:: Source material ::

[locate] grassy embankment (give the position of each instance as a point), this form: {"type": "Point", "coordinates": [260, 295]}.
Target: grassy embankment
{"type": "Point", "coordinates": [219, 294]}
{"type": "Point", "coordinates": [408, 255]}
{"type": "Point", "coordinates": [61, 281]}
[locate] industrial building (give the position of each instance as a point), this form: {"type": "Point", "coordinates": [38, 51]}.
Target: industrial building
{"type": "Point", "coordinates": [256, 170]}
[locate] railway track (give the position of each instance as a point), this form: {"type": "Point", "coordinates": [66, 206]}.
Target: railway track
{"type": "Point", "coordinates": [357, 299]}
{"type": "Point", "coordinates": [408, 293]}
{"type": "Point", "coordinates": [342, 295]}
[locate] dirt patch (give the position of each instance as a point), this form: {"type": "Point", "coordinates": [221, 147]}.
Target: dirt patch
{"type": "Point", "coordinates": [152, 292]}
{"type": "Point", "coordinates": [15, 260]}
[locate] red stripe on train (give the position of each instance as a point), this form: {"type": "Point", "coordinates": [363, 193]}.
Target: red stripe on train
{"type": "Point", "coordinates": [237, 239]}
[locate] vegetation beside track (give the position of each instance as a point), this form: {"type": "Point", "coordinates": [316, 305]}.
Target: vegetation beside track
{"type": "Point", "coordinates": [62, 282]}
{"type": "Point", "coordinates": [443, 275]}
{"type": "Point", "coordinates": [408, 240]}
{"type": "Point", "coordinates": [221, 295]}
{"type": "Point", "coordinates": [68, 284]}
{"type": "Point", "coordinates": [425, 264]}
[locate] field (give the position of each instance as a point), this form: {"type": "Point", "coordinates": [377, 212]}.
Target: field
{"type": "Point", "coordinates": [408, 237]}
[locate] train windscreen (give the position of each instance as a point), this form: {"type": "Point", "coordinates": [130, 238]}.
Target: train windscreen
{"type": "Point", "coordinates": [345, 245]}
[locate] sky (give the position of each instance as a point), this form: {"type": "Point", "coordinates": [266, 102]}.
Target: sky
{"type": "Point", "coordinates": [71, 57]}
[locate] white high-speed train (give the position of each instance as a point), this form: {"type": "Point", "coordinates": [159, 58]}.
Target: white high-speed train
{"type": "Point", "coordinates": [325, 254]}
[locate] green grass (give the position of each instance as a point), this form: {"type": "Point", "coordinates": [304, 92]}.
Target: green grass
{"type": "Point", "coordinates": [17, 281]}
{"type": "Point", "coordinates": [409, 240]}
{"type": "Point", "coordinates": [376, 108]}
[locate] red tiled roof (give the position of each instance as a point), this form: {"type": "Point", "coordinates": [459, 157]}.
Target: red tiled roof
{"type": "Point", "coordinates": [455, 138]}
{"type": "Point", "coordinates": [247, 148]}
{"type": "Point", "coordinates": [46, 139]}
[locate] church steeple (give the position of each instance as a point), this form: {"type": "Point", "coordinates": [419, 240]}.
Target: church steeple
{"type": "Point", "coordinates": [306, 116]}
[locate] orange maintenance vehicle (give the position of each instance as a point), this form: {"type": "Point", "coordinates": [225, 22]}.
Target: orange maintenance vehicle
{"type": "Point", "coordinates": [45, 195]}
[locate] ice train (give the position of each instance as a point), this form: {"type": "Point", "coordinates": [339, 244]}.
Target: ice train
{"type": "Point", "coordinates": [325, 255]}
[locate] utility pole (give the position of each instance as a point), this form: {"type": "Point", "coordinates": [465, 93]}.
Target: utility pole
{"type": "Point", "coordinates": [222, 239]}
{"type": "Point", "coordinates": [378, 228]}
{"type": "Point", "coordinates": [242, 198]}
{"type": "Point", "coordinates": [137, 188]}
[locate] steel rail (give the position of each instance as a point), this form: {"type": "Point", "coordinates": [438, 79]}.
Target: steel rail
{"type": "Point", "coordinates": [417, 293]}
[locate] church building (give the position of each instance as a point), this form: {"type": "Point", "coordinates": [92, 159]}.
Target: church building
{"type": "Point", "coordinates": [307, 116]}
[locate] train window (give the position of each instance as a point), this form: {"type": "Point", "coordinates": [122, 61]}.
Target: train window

:::

### Task requirements:
Can you set down every one of the records above again, line for line, with nothing changed?

### Answer in full:
[locate] grassy embankment (give the position of each instance as a point), this form: {"type": "Point", "coordinates": [260, 295]}.
Target: grassy embankment
{"type": "Point", "coordinates": [219, 294]}
{"type": "Point", "coordinates": [408, 255]}
{"type": "Point", "coordinates": [61, 281]}
[locate] industrial building (give the position of each instance as a point), this form: {"type": "Point", "coordinates": [38, 51]}.
Target: industrial building
{"type": "Point", "coordinates": [256, 170]}
[locate] railway track (give the position of each instance as a point), this form: {"type": "Point", "coordinates": [66, 206]}.
Target: railway track
{"type": "Point", "coordinates": [357, 299]}
{"type": "Point", "coordinates": [408, 293]}
{"type": "Point", "coordinates": [342, 295]}
[locate] dirt patch (give the position of each instance as a point), this form: {"type": "Point", "coordinates": [221, 147]}.
Target: dirt patch
{"type": "Point", "coordinates": [152, 292]}
{"type": "Point", "coordinates": [15, 260]}
[locate] red stripe on train (give the position of each instance as a point), this form: {"type": "Point", "coordinates": [363, 193]}.
Target: red stripe on train
{"type": "Point", "coordinates": [237, 239]}
[locate] vegetation beside track (give the position of each instance as a point), this form: {"type": "Point", "coordinates": [316, 305]}.
Target: vegetation beside track
{"type": "Point", "coordinates": [62, 282]}
{"type": "Point", "coordinates": [443, 275]}
{"type": "Point", "coordinates": [408, 240]}
{"type": "Point", "coordinates": [221, 295]}
{"type": "Point", "coordinates": [68, 284]}
{"type": "Point", "coordinates": [425, 264]}
[locate] field (give the position of each instance as a point), this form: {"type": "Point", "coordinates": [377, 212]}.
Target: field
{"type": "Point", "coordinates": [408, 237]}
[locate] train windscreen (give the position of each instance as a point), this form: {"type": "Point", "coordinates": [130, 238]}.
Target: train windscreen
{"type": "Point", "coordinates": [345, 245]}
[locate] sky (give the position of each instance as a point), this form: {"type": "Point", "coordinates": [266, 102]}.
Target: sky
{"type": "Point", "coordinates": [71, 57]}
[locate] white high-speed train (give the position of each instance as a point), this form: {"type": "Point", "coordinates": [159, 58]}.
Target: white high-speed train
{"type": "Point", "coordinates": [325, 254]}
[locate] green grass (give the position of each instance as a point), this form: {"type": "Point", "coordinates": [304, 92]}.
Target: green grass
{"type": "Point", "coordinates": [17, 281]}
{"type": "Point", "coordinates": [409, 240]}
{"type": "Point", "coordinates": [376, 108]}
[locate] red tiled roof (give the position of each instance as a point), this form: {"type": "Point", "coordinates": [459, 157]}.
Target: red tiled roof
{"type": "Point", "coordinates": [455, 138]}
{"type": "Point", "coordinates": [247, 148]}
{"type": "Point", "coordinates": [46, 139]}
[locate] church steeple (give the position of each instance as a point), this form: {"type": "Point", "coordinates": [419, 240]}.
Target: church steeple
{"type": "Point", "coordinates": [306, 116]}
[locate] orange maintenance vehicle (give the position of each instance as a point), this form: {"type": "Point", "coordinates": [225, 22]}.
Target: orange maintenance vehicle
{"type": "Point", "coordinates": [45, 195]}
[locate] ice train (give the position of each instance as a point), this form: {"type": "Point", "coordinates": [339, 244]}.
Target: ice train
{"type": "Point", "coordinates": [325, 255]}
[locate] utility pole (give the position of each instance as a point), this form: {"type": "Point", "coordinates": [465, 93]}.
Target: utility pole
{"type": "Point", "coordinates": [222, 239]}
{"type": "Point", "coordinates": [378, 228]}
{"type": "Point", "coordinates": [242, 198]}
{"type": "Point", "coordinates": [137, 188]}
[locate] steel rail (give the position of each instance as a point), this form: {"type": "Point", "coordinates": [438, 79]}.
Target: steel rail
{"type": "Point", "coordinates": [417, 293]}
[locate] church building (give the position of each instance as a point), this form: {"type": "Point", "coordinates": [92, 159]}.
Target: church building
{"type": "Point", "coordinates": [307, 116]}
[locate] train window (give the position of each instance as a point), this form: {"type": "Point", "coordinates": [122, 61]}.
Target: train window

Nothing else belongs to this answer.